**Required task**:
Please count the lines in the items below that contain the string "avocado", where case matters. Reply with only the number.

Entries from a dataset

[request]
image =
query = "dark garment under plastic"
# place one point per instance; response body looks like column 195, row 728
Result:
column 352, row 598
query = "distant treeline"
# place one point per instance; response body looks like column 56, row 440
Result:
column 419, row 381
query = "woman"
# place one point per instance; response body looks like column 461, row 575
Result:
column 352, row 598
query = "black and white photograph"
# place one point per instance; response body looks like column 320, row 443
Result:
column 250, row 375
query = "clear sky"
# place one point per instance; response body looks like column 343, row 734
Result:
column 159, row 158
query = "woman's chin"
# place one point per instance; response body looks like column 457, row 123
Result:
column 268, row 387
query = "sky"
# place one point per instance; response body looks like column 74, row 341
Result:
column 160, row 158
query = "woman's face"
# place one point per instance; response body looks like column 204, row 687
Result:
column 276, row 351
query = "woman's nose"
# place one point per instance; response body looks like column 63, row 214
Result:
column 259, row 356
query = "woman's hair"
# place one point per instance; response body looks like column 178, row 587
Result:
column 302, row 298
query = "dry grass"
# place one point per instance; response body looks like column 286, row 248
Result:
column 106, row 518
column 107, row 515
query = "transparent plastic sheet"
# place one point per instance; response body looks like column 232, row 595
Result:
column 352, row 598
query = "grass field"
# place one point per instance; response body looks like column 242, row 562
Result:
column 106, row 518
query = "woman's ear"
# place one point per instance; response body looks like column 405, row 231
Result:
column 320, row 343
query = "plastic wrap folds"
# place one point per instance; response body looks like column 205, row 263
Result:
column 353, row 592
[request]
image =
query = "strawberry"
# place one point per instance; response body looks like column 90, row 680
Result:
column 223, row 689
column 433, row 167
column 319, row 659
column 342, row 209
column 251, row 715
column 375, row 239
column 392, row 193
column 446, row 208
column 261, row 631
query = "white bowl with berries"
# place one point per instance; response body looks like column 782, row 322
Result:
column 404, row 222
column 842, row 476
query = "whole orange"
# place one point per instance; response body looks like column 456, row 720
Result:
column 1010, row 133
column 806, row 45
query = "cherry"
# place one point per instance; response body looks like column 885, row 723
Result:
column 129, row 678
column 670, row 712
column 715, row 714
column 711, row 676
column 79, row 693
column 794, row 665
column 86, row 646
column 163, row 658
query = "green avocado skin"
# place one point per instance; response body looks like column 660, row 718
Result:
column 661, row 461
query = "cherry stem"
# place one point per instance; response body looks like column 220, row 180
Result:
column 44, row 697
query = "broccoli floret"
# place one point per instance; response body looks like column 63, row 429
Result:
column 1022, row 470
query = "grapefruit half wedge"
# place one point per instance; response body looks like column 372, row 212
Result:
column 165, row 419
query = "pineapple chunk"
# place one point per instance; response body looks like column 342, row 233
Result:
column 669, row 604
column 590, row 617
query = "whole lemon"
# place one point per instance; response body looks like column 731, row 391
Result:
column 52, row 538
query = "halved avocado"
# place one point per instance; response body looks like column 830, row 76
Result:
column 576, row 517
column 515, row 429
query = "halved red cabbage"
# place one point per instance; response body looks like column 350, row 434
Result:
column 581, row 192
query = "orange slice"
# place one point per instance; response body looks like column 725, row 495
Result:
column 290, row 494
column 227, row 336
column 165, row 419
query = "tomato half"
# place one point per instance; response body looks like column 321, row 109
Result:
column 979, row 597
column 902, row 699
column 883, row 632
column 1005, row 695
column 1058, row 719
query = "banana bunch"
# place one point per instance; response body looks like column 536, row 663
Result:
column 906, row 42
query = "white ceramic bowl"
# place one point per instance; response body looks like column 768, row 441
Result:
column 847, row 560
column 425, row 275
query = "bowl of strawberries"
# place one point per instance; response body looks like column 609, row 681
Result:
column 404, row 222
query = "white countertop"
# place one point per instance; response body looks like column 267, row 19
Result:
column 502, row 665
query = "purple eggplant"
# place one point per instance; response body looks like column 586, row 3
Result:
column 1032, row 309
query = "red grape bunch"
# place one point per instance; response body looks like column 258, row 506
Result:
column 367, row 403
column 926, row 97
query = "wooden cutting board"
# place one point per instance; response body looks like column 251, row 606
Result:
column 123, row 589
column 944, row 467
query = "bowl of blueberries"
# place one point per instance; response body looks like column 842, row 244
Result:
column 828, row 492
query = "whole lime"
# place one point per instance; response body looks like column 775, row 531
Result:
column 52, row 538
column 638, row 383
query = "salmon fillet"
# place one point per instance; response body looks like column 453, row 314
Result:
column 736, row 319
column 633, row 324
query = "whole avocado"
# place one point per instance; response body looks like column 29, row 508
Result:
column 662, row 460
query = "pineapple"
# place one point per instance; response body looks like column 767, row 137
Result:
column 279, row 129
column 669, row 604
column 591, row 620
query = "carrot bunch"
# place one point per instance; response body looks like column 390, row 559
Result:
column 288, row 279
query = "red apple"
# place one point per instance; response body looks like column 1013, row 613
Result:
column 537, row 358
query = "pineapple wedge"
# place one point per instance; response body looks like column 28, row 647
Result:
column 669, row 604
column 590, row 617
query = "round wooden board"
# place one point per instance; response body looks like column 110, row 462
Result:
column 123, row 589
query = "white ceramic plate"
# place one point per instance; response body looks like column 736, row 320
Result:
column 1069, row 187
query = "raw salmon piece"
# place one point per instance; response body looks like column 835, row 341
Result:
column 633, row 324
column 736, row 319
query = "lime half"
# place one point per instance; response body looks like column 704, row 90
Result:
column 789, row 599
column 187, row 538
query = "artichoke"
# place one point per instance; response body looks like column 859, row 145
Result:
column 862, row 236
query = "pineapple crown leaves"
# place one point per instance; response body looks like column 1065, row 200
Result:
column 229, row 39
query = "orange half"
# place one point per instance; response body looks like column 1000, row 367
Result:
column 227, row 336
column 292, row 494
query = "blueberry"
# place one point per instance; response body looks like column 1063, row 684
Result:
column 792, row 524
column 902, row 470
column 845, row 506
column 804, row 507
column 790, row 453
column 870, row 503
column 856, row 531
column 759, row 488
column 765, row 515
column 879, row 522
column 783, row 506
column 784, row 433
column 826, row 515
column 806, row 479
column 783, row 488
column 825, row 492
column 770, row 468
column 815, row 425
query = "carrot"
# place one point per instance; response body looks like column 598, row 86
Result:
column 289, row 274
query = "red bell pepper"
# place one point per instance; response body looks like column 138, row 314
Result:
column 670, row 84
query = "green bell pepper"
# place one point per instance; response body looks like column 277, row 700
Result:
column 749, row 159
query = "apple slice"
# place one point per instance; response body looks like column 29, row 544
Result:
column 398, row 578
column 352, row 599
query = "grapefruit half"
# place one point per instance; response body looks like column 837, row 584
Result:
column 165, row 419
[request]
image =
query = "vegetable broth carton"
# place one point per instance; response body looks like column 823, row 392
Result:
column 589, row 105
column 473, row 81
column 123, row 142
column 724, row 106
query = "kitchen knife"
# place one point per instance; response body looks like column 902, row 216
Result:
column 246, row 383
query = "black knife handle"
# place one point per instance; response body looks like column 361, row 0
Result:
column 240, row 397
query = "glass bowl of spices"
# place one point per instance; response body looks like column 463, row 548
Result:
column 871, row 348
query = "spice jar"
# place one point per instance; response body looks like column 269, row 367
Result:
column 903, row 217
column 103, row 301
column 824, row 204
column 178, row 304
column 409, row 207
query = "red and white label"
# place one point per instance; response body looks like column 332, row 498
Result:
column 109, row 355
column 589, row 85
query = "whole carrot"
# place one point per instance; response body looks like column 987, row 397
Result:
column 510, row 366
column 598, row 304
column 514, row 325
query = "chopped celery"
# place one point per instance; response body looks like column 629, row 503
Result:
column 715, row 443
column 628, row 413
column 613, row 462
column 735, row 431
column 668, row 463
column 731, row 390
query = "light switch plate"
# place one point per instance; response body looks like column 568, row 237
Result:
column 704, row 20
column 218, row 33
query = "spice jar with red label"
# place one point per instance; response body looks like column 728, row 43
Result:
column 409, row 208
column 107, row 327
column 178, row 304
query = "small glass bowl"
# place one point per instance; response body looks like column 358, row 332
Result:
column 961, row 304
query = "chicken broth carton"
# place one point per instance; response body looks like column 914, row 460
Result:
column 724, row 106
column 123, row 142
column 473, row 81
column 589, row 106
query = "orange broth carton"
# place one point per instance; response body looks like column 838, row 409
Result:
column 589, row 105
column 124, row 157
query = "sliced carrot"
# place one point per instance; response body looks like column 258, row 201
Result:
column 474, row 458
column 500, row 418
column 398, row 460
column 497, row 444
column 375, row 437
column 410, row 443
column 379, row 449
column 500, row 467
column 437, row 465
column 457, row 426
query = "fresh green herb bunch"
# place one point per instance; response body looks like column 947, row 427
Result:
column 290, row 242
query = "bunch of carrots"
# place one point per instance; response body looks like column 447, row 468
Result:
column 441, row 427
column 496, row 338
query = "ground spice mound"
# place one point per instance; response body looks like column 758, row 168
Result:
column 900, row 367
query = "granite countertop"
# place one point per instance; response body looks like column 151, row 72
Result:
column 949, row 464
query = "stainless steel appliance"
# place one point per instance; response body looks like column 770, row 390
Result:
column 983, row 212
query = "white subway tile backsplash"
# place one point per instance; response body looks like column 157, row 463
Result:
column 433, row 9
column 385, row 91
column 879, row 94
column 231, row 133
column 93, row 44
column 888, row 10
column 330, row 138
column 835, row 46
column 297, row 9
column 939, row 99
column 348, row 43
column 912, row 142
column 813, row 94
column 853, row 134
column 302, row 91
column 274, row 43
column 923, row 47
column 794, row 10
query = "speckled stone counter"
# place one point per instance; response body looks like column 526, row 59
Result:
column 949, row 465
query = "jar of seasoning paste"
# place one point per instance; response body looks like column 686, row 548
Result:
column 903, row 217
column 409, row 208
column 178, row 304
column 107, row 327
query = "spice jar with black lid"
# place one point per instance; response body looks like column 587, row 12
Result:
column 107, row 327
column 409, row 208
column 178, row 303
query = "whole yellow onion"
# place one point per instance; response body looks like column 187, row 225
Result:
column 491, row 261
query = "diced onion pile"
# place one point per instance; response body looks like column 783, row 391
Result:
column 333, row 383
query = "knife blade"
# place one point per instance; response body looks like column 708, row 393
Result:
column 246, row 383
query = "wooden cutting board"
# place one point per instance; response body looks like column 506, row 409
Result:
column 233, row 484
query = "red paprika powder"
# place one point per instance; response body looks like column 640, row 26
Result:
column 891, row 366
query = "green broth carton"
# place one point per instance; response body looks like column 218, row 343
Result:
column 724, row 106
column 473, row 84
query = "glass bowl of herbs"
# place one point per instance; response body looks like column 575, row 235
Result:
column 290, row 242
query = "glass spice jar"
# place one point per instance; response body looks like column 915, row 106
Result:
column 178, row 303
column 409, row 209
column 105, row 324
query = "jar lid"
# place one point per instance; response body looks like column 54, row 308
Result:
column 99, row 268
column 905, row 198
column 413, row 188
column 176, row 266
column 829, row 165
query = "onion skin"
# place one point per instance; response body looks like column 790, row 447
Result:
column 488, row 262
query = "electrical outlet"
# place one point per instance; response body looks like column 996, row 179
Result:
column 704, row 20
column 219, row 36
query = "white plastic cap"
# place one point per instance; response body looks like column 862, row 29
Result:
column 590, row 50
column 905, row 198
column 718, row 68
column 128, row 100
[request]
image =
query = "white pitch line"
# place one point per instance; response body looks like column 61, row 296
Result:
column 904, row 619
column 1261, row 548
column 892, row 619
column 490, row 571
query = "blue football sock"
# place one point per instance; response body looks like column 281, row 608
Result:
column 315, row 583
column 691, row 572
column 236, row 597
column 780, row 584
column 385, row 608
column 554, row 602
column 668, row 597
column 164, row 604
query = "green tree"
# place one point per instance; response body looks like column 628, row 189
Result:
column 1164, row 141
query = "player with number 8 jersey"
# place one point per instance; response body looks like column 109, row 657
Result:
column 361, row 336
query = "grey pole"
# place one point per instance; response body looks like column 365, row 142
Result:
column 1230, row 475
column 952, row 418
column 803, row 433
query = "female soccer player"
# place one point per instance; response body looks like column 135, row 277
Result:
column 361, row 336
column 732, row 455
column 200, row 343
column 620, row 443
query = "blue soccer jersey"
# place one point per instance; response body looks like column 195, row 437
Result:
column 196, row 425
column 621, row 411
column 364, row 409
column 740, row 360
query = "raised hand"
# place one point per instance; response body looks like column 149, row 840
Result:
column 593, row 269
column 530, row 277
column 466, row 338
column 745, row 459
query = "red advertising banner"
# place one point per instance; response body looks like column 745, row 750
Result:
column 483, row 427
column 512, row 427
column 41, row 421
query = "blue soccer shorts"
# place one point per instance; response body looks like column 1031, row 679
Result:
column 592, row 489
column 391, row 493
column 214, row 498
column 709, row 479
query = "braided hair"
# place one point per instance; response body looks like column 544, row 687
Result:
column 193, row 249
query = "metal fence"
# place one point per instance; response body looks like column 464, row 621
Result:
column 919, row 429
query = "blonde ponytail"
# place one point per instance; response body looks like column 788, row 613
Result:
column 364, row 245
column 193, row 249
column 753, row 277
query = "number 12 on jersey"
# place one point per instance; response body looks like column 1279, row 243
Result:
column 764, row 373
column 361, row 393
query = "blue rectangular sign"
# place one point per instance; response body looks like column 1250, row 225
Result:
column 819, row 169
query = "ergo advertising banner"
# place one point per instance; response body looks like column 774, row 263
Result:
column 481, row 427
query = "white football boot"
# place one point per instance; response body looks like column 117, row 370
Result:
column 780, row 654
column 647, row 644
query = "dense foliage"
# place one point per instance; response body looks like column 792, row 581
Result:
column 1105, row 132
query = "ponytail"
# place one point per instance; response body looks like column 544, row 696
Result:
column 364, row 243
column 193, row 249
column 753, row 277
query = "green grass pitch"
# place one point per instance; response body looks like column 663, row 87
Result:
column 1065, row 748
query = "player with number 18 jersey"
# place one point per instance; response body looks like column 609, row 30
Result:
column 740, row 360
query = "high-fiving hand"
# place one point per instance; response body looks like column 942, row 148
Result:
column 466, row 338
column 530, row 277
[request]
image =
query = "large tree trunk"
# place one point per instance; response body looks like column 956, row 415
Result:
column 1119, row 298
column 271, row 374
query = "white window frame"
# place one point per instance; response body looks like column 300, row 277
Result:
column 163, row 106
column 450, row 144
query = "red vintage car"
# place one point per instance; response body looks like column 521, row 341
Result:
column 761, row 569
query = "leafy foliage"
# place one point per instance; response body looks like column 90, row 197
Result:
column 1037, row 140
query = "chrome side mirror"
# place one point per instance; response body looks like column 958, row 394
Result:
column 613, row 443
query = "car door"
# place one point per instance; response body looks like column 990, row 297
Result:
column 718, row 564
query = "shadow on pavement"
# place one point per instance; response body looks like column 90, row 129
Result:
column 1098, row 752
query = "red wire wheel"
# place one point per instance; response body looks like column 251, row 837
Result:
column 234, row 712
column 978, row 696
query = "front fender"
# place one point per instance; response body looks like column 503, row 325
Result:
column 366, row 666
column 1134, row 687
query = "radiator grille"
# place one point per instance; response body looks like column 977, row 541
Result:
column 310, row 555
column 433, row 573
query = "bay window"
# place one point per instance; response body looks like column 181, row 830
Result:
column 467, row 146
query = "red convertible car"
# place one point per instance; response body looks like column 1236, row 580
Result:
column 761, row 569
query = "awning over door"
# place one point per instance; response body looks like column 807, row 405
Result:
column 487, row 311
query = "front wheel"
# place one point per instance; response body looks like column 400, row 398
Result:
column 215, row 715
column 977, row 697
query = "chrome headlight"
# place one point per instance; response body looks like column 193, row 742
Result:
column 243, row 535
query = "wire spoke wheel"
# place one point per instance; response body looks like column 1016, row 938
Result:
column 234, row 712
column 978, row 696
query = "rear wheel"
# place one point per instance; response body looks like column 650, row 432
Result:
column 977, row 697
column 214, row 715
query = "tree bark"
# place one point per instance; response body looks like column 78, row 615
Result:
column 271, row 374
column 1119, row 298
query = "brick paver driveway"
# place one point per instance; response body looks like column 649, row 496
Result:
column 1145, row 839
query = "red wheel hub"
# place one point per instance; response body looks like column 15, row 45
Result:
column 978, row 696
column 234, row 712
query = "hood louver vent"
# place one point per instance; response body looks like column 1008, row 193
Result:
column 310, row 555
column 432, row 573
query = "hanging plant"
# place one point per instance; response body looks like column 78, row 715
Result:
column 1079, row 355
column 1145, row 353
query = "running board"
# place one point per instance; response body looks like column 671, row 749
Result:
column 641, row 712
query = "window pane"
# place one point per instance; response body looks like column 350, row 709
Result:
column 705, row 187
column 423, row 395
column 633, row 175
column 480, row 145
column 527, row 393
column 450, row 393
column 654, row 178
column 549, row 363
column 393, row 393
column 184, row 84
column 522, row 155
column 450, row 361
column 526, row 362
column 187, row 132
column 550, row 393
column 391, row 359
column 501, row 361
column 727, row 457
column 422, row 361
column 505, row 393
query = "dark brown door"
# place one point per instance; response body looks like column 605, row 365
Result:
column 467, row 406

**Solved problem**:
3